*** DOCUMENT TEXT

We also see continued benefits within our drug development and clinical services, supporting our ability to win EAP programs in the U.S., with another U.S. program being one, so team up as one, seeing the opportunities, you know, together, and our BD teams working together, we're starting to see good benefits.
So Dermot, do you want to talk about BModesto?
Yeah. So Sam, I think the first thing on the recent acquisitions and On Demand are really around that, you know, they've strengthened our management team in On Demand. So we've brought some really good people into the business. I think the big thing for me now, in terms of On Demand, as we build out our global platform, is our sourcing capabilities, and I think those capabilities have allowed us to expand into new markets. So we're expanding geographically in terms of, you know, launching new service lines through BModesto in Central Europe. We've launched our PI offering in the U.K. to complement our existing business there with Durbin. We've had a really strong performance in Asia- Pac, the Orspec.
And we've strengthened our position, marketing position in Ireland, with PharmaSource, particularly in our Hospital business. So you can start to see the synergies really coming through now, and it's exciting, I suppose, to see that post the integration of those recent businesses that we've acquired.
Great. Thanks very much.
We have a follow-up from Charles Weston at RBC. Charles, please go ahead.

******
*** SOURCE INFORMATION

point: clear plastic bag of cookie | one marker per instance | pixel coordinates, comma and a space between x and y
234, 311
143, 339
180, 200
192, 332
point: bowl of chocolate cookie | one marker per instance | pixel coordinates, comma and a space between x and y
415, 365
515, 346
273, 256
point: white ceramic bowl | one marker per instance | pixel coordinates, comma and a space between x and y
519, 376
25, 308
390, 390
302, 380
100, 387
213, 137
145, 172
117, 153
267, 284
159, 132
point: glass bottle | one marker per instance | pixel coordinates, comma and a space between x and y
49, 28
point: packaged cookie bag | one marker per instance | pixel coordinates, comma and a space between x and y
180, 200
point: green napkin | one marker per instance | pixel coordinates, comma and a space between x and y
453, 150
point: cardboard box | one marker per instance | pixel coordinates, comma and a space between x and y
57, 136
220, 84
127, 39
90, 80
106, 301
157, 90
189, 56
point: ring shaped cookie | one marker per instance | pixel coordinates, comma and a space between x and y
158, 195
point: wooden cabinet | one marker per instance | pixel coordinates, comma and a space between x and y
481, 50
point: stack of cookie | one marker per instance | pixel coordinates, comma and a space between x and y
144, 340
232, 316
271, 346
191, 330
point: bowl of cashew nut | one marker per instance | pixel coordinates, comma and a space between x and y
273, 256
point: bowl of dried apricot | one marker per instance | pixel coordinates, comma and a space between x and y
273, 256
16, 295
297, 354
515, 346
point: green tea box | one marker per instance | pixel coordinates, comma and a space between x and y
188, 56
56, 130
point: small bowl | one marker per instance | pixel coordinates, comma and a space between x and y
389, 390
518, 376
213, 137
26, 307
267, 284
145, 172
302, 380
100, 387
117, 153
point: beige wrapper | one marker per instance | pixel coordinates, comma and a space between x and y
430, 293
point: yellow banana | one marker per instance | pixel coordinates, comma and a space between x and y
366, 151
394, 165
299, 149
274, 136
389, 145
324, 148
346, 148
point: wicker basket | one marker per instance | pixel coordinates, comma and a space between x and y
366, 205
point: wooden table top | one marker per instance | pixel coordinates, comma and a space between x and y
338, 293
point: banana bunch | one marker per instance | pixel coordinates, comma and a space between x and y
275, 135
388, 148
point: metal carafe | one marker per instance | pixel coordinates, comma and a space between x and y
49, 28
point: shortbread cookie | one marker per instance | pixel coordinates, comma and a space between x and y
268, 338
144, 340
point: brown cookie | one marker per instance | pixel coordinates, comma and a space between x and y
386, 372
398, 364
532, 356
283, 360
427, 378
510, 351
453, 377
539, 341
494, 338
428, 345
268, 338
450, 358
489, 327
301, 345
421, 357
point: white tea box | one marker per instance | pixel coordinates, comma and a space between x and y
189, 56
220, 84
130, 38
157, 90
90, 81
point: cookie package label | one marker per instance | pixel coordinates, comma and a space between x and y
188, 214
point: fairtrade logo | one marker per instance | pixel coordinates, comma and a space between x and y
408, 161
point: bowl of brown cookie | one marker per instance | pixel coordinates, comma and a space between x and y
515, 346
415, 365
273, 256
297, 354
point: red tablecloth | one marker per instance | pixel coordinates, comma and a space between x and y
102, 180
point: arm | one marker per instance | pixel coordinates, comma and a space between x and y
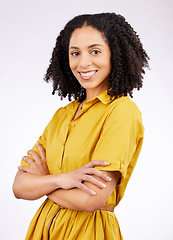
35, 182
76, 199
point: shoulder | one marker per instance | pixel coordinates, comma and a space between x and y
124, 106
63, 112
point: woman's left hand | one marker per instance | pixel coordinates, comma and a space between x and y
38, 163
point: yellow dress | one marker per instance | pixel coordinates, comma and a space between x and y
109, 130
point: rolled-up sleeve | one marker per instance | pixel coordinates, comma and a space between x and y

******

REQUIREMENT 1 - According to the call transcript, in which business was the marketing position in Ireland strengthened with PharmaSource?
REQUIREMENT 2 - List every geographic region or country named in the call transcript's discussion of On Demand.
REQUIREMENT 3 - According to the call transcript, what has allowed On Demand to expand into new markets?

WRITTEN REPLY 1 - The Hospital business.

WRITTEN REPLY 2 - Central Europe, the U.K., Asia-Pac, Ireland

WRITTEN REPLY 3 - The speaker says that On Demand's sourcing capabilities have allowed it to expand into new markets as it builds out its global platform.